ENTRIES SUPPLIED START

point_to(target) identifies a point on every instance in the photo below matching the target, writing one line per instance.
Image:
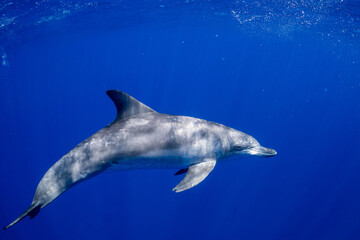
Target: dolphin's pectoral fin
(181, 171)
(195, 175)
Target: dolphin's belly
(151, 163)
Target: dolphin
(141, 138)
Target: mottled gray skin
(149, 140)
(142, 138)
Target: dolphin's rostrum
(143, 138)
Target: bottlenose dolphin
(141, 138)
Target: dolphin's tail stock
(32, 211)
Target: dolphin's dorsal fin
(126, 105)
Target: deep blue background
(299, 95)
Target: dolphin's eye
(238, 148)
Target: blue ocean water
(285, 72)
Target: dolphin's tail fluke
(32, 211)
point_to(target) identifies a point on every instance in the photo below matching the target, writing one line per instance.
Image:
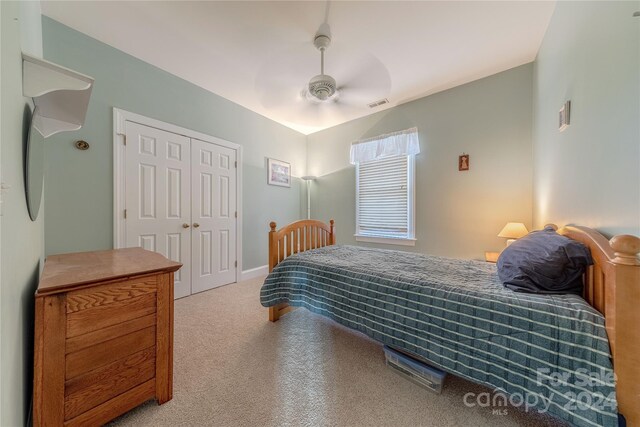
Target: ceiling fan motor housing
(322, 86)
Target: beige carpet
(234, 368)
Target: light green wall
(589, 174)
(458, 214)
(21, 239)
(80, 183)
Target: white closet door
(157, 200)
(213, 210)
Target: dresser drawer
(103, 336)
(111, 342)
(93, 309)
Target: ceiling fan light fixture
(322, 87)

ENTRIES SUPPLIED END

## WORK INSTRUCTIONS
Send back, unchanged, every line of the records from the one with "Target: dresser drawer" through the last.

## SOLVED EXERCISE
Target: dresser drawer
(103, 336)
(111, 342)
(93, 309)
Target: ceiling fan light fixture
(322, 87)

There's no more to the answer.